▶ _Problem description_
Output as a JSON list of strings, one per line with blank lines omitted, the entries from the line containing "sign, shaped like this sample" to the line containing "Query: destination sign", both included.

▶ _Data shown_
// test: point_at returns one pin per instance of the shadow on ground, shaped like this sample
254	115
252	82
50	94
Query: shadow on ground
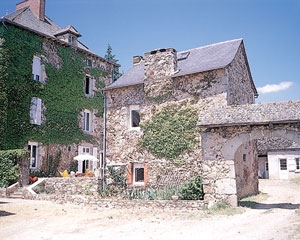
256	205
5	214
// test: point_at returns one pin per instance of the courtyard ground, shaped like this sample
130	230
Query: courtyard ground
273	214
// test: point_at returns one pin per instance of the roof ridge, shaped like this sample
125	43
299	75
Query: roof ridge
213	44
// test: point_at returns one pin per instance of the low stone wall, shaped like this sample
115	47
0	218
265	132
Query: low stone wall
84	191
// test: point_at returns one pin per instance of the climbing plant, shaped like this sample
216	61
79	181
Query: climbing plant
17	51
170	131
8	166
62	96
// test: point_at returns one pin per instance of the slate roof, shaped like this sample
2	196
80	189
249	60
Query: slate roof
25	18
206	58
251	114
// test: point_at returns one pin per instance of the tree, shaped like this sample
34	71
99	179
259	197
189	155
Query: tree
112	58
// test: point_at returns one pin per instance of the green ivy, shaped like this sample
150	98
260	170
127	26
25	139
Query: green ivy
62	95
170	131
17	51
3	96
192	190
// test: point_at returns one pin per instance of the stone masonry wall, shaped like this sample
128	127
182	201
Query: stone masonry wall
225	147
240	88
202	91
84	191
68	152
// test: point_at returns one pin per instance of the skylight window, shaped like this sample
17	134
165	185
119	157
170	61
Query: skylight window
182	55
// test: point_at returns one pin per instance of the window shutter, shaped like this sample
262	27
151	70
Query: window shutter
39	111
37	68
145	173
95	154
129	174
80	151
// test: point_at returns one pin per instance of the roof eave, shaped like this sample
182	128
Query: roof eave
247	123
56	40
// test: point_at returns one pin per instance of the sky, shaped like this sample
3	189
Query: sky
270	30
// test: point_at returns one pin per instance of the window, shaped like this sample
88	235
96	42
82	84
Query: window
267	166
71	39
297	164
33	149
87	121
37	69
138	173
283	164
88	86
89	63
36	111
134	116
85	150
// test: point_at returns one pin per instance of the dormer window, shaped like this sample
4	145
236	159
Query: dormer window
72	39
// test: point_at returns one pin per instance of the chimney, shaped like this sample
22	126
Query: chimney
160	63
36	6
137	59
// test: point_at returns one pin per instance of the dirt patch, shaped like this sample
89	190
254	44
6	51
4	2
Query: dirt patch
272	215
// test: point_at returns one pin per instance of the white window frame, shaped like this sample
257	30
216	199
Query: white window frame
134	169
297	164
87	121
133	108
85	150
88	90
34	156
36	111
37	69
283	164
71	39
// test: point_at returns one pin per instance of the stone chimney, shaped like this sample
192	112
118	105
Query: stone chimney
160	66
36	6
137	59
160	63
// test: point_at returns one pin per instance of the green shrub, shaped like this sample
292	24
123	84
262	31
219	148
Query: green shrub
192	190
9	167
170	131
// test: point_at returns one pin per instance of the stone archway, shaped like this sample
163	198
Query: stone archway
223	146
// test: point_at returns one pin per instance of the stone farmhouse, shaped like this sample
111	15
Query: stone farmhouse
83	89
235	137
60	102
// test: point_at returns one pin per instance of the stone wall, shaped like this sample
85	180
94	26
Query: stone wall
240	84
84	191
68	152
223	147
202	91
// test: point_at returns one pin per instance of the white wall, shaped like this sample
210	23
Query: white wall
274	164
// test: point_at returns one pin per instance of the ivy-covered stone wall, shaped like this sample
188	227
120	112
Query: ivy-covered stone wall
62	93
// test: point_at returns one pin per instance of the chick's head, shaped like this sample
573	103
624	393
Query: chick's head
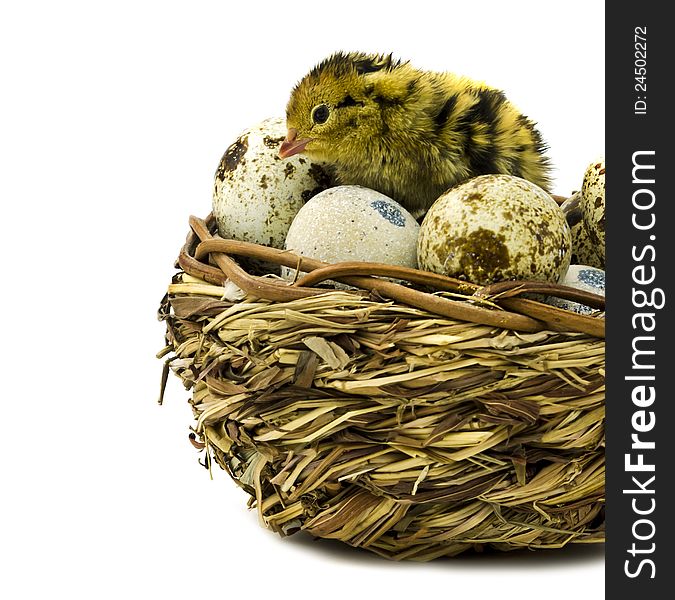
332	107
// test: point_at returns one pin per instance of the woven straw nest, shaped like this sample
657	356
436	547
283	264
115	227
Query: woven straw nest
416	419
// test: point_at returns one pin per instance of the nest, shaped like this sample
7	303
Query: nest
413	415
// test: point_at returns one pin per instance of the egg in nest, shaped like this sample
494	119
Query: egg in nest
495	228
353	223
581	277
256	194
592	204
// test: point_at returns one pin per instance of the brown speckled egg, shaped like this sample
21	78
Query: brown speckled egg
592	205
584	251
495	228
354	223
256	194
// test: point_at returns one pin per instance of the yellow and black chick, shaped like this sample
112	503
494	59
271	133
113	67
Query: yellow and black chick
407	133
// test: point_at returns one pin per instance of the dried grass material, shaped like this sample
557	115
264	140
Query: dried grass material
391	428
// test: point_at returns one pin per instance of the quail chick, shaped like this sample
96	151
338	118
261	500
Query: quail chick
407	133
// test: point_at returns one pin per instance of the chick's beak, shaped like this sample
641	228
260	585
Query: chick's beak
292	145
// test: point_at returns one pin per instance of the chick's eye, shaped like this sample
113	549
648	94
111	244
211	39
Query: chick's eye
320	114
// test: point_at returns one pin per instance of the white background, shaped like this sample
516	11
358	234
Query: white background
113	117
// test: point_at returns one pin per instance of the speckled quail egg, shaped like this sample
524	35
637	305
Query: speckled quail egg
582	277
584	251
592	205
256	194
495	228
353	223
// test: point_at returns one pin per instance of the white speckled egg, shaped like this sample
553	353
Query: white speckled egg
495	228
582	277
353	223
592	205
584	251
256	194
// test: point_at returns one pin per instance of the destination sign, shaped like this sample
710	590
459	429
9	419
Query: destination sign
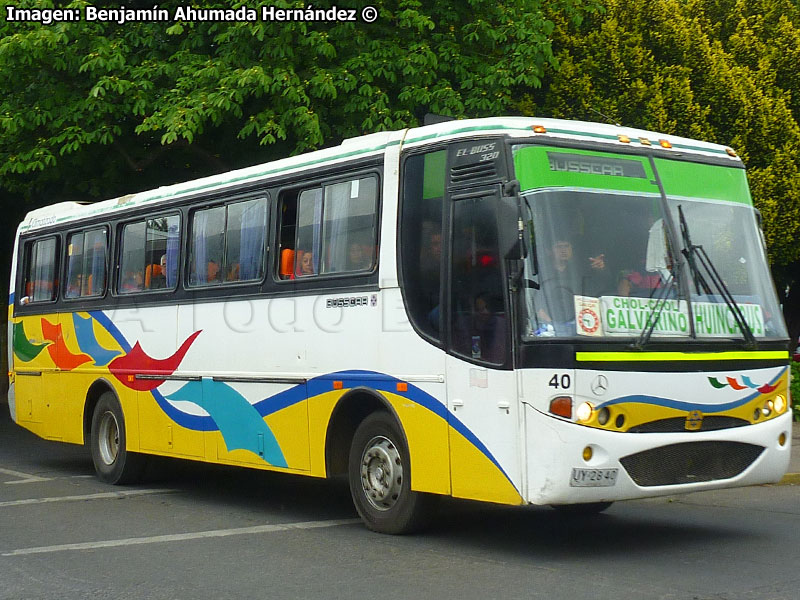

--

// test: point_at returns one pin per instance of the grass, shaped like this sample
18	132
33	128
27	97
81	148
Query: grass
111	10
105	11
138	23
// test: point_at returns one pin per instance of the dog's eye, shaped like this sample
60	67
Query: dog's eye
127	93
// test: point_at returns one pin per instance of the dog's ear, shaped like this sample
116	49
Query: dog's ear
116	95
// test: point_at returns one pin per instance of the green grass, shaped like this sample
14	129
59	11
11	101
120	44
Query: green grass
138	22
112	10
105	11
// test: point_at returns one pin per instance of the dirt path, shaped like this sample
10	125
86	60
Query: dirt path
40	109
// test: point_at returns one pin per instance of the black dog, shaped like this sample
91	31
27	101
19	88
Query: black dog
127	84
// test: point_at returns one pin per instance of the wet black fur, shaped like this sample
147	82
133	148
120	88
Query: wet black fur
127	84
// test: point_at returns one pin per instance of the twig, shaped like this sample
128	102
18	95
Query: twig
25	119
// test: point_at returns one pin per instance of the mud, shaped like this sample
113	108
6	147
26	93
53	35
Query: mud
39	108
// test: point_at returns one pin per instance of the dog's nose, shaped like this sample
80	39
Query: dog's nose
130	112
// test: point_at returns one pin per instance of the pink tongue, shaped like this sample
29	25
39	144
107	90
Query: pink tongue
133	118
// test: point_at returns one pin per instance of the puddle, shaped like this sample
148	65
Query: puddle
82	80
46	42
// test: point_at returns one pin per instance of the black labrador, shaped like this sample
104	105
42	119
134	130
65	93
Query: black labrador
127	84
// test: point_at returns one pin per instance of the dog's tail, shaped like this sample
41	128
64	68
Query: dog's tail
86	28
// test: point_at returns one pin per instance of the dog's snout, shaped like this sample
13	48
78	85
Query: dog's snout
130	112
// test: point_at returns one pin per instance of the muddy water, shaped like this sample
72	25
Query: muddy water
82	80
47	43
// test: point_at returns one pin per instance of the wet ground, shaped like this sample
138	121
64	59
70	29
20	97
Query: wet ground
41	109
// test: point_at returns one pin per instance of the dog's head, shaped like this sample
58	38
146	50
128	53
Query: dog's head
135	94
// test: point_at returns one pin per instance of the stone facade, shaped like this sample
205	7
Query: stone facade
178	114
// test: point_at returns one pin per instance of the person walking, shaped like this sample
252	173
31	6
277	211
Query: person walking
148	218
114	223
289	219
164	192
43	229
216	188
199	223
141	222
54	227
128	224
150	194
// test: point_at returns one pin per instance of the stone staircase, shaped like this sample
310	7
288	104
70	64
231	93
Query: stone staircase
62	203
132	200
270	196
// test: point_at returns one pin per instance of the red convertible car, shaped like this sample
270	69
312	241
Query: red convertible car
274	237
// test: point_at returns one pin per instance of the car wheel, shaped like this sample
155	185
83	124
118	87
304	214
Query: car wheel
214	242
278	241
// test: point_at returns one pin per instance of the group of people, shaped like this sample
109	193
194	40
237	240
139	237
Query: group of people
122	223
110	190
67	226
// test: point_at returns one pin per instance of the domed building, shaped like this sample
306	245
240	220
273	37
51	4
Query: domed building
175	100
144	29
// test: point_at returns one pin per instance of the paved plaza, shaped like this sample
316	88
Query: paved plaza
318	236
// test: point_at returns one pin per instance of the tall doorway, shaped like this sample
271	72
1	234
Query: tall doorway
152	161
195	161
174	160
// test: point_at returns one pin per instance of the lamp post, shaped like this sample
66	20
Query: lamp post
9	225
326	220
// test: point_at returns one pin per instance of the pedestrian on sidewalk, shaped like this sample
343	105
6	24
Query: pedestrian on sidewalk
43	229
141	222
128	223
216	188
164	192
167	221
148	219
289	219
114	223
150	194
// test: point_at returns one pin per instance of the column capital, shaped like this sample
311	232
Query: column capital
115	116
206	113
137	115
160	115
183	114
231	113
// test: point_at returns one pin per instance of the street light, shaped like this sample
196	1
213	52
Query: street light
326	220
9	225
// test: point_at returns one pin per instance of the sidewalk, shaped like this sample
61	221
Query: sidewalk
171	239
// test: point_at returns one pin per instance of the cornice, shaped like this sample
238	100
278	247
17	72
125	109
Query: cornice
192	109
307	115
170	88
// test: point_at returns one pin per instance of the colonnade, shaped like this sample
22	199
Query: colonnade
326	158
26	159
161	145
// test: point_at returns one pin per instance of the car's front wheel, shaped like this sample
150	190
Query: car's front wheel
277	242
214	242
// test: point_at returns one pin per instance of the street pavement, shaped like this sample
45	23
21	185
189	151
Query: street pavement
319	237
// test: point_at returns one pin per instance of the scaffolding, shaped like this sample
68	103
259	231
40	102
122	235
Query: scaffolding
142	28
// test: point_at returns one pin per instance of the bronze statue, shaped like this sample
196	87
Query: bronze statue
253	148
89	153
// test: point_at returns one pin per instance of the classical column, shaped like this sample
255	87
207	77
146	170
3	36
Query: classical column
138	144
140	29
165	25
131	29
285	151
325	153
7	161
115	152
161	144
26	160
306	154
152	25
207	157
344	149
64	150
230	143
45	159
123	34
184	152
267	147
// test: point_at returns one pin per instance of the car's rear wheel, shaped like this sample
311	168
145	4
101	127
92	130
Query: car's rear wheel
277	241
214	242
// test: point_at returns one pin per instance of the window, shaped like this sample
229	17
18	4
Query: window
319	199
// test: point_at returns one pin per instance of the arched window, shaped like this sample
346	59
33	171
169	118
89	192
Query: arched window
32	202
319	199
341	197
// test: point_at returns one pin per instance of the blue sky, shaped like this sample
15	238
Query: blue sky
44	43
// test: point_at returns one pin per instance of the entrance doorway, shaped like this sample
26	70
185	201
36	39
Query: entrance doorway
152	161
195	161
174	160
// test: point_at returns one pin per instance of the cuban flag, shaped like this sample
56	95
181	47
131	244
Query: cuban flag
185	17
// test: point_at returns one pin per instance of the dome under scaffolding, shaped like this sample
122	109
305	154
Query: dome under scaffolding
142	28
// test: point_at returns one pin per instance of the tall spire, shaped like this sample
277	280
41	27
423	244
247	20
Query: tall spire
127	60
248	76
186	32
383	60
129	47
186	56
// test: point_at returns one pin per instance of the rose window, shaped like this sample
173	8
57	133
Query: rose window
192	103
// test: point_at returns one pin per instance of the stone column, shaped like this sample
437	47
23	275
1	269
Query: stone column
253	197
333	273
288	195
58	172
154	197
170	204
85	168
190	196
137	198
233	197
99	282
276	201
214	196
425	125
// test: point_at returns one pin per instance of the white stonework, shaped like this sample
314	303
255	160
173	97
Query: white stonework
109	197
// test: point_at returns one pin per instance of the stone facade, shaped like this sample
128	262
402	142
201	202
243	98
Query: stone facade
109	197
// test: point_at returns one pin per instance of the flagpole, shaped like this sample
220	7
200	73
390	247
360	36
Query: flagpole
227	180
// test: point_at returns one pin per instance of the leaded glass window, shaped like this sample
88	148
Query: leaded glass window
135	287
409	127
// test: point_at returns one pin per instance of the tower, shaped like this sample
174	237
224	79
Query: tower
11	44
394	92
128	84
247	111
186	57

▶ _Written response_
[
  "// test: point_at returns one pin per instance of the destination sign, shaped like this sample",
  "710\t590",
  "459\t429",
  "9\t419",
  "Query: destination sign"
]